PAGE EXCERPT ::
============
December 31st, 2009    Posted in New York City Real Estate News, Real Estate News
 

From homeowners to investors, many would just as soon forget the past 10 years when the subject turns to housing. The decade that began with a stupefying run-up in home prices has ended with the government sorting through the wreckage of the worst housing collapse since the Great Depression.

For those who want to relive it, we offer here our list of 10 stories from The Wall Street Journal that chronicled the real-estate adventures and misadventures that characterized the 2000s.

Loan Stars: Why Calls Are Rising To Clip Fannie Mae’s, Freddie Mac’s Wings (07/14/2000)

First, Fannie Mae and Freddie Mac have loosened loan standards to capture more subprime and other higher-risk loans. Second, they’ve begun buying up staggering amounts of their own mortgage securities. While both practices juice their profits, they’re also potentially dangerous, and no one knows whether the methods used to manage those risks would hold up in a severe recession. And because the two companies have become such integral players in the nation’s financial system, there is concern that even a small setback could quickly cascade through the economy, setting off financial fires at other companies, or even lead to a taxpayer-financed bailout.

Shaky Foundation: Rising Home Prices Cast Appraisers In a Harsh Light (12/13/2002)

To many in the real-estate business, unreliable appraisals expose the shaky foundations of today’s hot housing market. Spurred by low interest rates, mortgages and refinancings are expected to rise 19% to a record $2.4 trillion this year. But with the economy stuck in low gear and sales slowing, many experts fear home prices could soon drop. If so, substantial blame may fall on the nation’s 40,000 residential appraisers — much as Wall Street securities analysts are being criticized for hyping overpriced stocks before the Internet bubble burst.

Acres and Pains: Growing Scarcity of Land Alters Home Economics (04/15/2003)

One of the fastest-growing cities in America, Las Vegas embodies a problem cropping up across the country. The nation has seen a rapid increase in demand for new housing in recent years, fed by fast population growth, new immigration and easier credit. But the land available for home building has grown increasingly scarce. Builders eager to capitalize on a historic building boom have already gobbled up many of the most desirable parcels and bid up the prices of remaining land close to urban areas, adding to recent fears of a painful housing-market correction. A backlash against builders by city councils and neighborhood groups, fed by worries about the effects of rapid development, has further restricted builders’ options.
============
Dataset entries
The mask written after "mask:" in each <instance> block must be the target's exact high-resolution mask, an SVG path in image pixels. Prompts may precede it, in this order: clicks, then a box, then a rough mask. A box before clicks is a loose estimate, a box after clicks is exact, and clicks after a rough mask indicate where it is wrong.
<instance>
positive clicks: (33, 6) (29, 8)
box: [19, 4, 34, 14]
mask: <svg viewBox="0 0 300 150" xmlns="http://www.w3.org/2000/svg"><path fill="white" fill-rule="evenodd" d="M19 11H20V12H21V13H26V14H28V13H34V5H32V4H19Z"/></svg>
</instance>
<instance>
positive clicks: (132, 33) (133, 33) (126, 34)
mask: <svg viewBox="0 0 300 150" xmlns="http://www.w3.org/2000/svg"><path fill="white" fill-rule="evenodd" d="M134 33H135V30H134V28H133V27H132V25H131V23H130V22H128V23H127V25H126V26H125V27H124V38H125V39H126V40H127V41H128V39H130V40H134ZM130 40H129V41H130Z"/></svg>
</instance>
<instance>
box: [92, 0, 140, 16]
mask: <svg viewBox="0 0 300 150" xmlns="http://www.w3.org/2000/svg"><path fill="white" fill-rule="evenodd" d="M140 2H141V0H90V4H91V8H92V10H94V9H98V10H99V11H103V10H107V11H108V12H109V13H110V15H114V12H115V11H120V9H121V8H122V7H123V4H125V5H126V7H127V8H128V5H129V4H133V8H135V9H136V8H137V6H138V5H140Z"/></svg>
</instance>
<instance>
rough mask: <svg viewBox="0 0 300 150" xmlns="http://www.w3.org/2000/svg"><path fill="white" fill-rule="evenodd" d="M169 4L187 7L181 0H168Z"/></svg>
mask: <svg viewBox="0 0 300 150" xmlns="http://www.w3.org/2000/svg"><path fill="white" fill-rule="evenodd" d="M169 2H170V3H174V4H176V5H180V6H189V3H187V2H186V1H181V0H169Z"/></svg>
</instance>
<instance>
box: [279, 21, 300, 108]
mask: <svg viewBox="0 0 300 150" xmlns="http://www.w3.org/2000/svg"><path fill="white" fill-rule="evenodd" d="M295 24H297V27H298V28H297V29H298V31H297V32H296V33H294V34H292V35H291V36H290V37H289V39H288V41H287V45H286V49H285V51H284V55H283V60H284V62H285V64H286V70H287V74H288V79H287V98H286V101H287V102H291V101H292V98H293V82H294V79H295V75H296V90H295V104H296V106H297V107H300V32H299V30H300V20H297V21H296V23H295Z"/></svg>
============
WORK INSTRUCTIONS ::
1/ Answer these questions about the excerpt on the 2000s housing market:
(a) What are the two practices that Fannie Mae and Freddie Mac are said to have taken up?
(b) How many residential appraisers does the excerpt say the nation has?
(c) Which city is described as one of the fastest-growing in America?
2/ Can you write the next part of the excerpt on the 2000s housing market, picking up after its final sentence?

TASK-BY-TASK ANSWERS ::
1/
(a) They loosened loan standards to capture more subprime and other higher-risk loans, and they began buying up staggering amounts of their own mortgage securities.
(b) 40,000
(c) Las Vegas

2/
As Prices Rise, Homeowners Go Deep in Debt to Buy Real Estate (05/23/2005)

Five years into a housing boom that has boosted U.S. home values an average of 50% and added an estimated $5.5 trillion to the total market value of residential real estate, many Americans no longer think of their home as just a place to live. Instead, it’s a cash machine that can be used to rapidly build wealth. To that end, a growing number of people are tapping into their home equity to invest in more real estate.

After the Boom: Housing Slump Proves Painful For Some Owners and Builders (08/23/2006)

For years, real-estate brokers and home builders promised that the soaring property market eventually would glide to a soft landing. These optimists predicted that home prices, which had more than doubled in parts of the country between 2000 and 2005, would continue to rise, but at a more normal pace of 5% or 6% a year. It isn’t working out that way.

Risk Management: As Home Owners Face Strains, Market Bets on Loan Defaults (10/30/2006)

Subprime lending has put as many as two million families into homes over the past decade, helping push the U.S. homeownership rate up to 69% from 65% — a major shift toward an “ownership society” that politicians of all stripes have touted as one of the nation’s economic successes. As the bets play out, they will show how much of that success is permanent, and how much a temporary phenomenon fueled by overly aggressive lending.

‘Subprime’ Aftermath: Losing the Family Home (05/30/2007)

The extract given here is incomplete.